**** SUPPLIED DATA ****

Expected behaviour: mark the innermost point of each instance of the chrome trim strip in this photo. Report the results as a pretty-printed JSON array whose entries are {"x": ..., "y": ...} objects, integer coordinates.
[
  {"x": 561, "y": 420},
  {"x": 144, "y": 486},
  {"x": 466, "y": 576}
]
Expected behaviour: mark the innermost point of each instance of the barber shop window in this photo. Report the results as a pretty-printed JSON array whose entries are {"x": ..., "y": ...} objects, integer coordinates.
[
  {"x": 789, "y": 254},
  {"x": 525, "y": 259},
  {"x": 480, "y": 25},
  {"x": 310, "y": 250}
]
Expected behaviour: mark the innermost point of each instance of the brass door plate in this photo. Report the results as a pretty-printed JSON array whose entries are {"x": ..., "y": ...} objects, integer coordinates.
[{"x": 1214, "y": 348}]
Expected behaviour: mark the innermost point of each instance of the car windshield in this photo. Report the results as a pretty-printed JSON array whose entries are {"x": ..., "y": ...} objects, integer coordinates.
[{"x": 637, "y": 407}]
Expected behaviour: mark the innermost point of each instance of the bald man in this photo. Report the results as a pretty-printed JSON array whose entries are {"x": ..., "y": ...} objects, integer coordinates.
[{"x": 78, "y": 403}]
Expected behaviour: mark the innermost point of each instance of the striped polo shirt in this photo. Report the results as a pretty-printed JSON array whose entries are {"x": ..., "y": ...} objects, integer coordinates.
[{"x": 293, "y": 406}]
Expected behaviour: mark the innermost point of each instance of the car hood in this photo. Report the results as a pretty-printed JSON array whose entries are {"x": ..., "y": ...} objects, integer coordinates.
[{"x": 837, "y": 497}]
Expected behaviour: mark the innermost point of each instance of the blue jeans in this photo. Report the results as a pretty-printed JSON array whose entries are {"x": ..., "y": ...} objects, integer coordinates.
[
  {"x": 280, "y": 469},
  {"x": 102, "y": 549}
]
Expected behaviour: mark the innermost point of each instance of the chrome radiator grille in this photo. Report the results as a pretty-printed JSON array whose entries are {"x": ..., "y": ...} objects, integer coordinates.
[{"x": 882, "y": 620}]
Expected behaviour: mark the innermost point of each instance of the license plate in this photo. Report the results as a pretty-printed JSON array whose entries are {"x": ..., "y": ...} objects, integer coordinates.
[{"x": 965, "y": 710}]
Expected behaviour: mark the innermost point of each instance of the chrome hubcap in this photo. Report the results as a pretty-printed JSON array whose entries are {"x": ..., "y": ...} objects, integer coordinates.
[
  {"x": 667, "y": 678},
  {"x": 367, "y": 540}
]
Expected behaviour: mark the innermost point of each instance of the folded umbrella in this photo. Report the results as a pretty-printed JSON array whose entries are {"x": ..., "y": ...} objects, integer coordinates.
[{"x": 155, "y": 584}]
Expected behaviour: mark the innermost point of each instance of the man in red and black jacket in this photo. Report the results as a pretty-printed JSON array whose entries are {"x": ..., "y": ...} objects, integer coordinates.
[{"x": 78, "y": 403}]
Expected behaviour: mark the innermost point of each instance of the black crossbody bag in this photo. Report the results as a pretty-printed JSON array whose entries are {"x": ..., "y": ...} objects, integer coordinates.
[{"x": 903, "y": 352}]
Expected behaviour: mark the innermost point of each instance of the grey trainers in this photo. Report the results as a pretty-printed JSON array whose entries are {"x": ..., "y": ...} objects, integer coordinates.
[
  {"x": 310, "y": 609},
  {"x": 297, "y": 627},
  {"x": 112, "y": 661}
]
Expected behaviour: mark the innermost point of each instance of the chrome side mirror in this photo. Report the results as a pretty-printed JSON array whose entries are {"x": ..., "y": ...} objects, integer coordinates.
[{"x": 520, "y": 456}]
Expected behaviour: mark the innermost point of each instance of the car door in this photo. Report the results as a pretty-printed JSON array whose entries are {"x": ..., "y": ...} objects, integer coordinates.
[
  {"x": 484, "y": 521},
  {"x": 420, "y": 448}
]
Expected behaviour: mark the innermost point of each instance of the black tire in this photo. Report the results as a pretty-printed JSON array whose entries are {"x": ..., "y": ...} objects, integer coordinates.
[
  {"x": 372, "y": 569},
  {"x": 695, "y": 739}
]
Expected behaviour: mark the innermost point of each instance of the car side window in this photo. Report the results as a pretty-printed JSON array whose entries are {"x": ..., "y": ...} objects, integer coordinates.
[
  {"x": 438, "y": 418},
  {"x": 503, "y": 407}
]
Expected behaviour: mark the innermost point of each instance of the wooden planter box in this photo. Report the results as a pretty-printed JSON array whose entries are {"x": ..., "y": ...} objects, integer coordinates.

****

▶ [INSTRUCTIONS TO FOLLOW]: Nothing but the lines from the one with "the car side" through the final line of the records above should appear, each copied exactly.

▶ [ANSWER SPACE]:
Expected behaviour: mark the innermost point of each instance of the car side window in this photo. Report the results as a pretty-printed JSON array whose entries are {"x": ..., "y": ...} objects, integer coordinates.
[
  {"x": 438, "y": 418},
  {"x": 503, "y": 407}
]
Expected behaviour: mark the innermost point of each instance of the wooden planter box in this photo. Report the results as a pretty-printed JSON array whose entries are {"x": ..., "y": ...} objects, integer coordinates.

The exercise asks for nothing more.